» **Arbeitsanweisungen**
A: Beantworte anhand des Textauszugs zum Comic „German Calendar No December“ diese drei kurzen Fragen:
(i) Wer hat den Comicroman geschaffen?
(ii) Wo und wann spielt die beschriebene Szene?
(iii) Wie heißt die Hauptfigur?
B: Schreib den Textauszug über den Comic „German Calendar No December“ nach seinem letzten Satz weiter.

» **Textauszug**
Comic: German Calendar No December
Der nigerianisch-deutsche Comicroman German Calendar No December von Birgit Weyhe und Sylvia Ofili ist nun in deutscher Übersetzung erschienen. Martin Reiterer (Text) hat ihn gelesen und dabei viel über interkulturelle Lebensgeschichten gelernt.
Ein Appell in der Mittagshitze. Eine Parade kniender Mädchen, die Arme nach oben ausgestreckt. Bis die ersten ohnmächtig werden. Ein Militärcamp? Eine Strafkolonie?
Nein, ein Mädcheninternat in Lagos, Nigeria, Mitte der 1990er-Jahre. Zwischen den älteren Schülerinnen, den Seniors, und den Jüngeren, den Juniors, herrscht ein strenges System der Ausbeutung und Demütigung. Putz- und Waschdienste, Abschreibaufträge und Erledigungen aller Art bis hin zum sklavischen Frischluftfächeln sind da an der Tagesordnung. Und schließlich sind es die willkürlichen Kollektivstrafen bei einem – aufgrund welch zweifelhafter Urteile auch immer festgestellten – individuellen Fehlverhalten, die bei der Protagonistin Olivia ein überwältigendes Gefühl der Entwürdigung hinterlassen.

» **Datenzeilen**
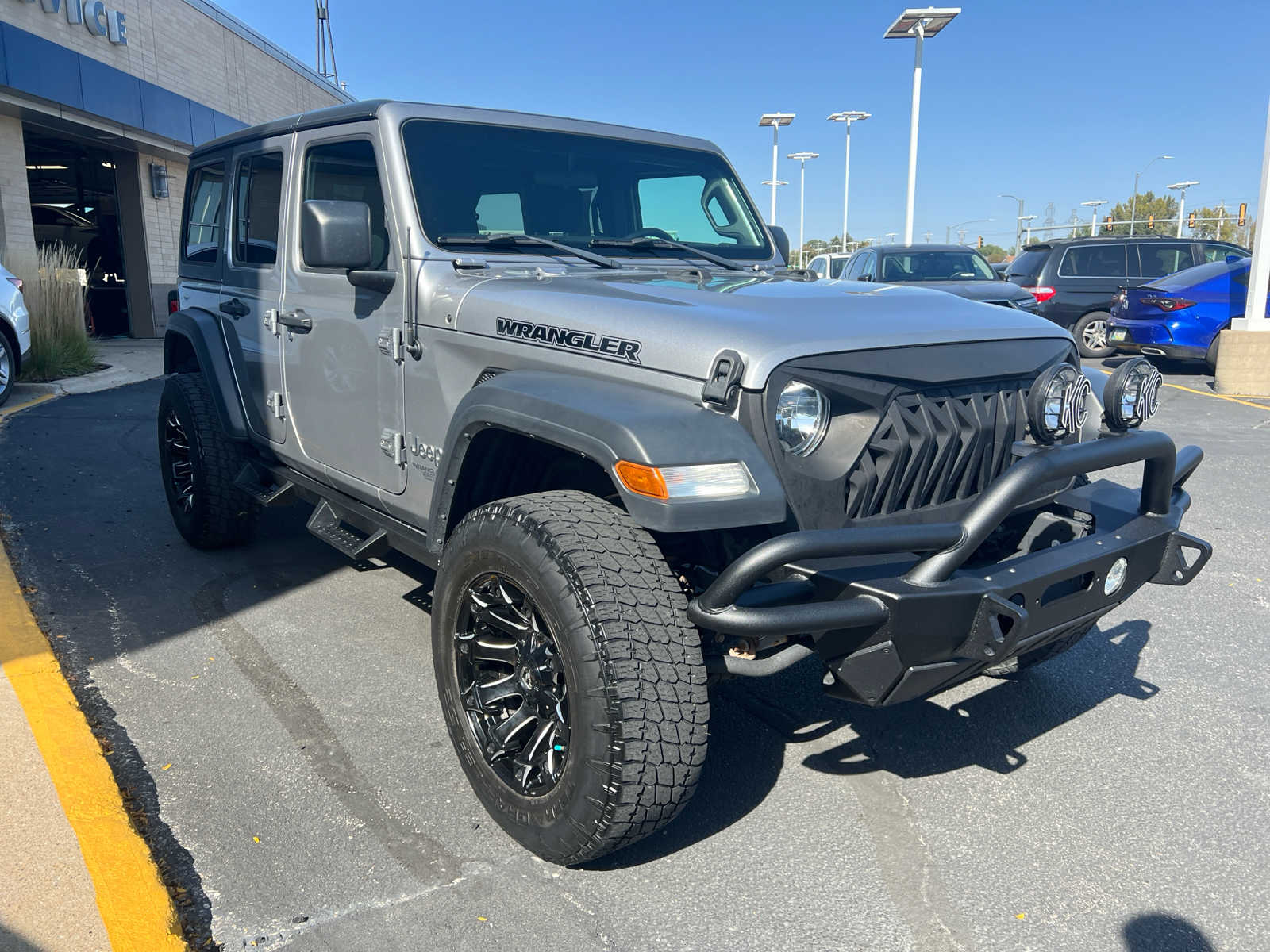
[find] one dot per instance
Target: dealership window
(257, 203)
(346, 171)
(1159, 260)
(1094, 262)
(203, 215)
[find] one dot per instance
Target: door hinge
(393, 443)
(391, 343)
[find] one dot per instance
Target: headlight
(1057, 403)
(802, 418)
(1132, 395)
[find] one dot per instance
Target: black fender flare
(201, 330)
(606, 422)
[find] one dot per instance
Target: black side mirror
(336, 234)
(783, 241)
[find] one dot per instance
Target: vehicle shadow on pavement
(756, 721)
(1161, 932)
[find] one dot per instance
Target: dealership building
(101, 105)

» **Antworten je Aufgabe**
A:
(i) Birgit Weyhe und Sylvia Ofili
(ii) In einem Mädcheninternat in Lagos, Nigeria, Mitte der 1990er-Jahre
(iii) Olivia

B:
Dabei stammt Olivia aus gutem Haus und wächst, bevor sie ins Internat kommt, zusammen mit ihren Geschwistern wohlbehütet und umsorgt auf. «Vergiss nie, wer du bist …» – tatsächlich fällt dieser Zuspruch des Vaters bei Olivias Verabschiedung an der Schwelle zum Internatsleben auf fruchtbaren Boden, und das Glück der Kindheit, das ihr Rückhalt bietet, lässt die stolze Tochter ihres Vaters schließlich zur Rebellion schreiten.
Interkulturelle Lebensgeschichten.
German Calendar No December ist ein Comic der nigerianischen Autorin Sylvia Ofili (Jahrgang 1978) und der deutschen Zeichnerin Birgit Weyhe (Jahrgang 1969), der auf ein Projekt des Goethe Instituts Lagos mit dem Titel Imagined realities zurückgeht. Die Ausgangsidee war es, eine Kooperation zwischen einer nigerianischen und einer deutschen Autorin zu vermitteln, die zusammen eine Graphic Novel verfassen und dabei Realitäten ihrer Kulturkreise einfließen lassen. Wie ausgezeichnet dieser Plan aufgegangen ist, lässt sich nun an der zweiteiligen Erzählung ermessen, die zur Hälfte in Nigeria und zur anderen Hälfte in Deutschland spielt.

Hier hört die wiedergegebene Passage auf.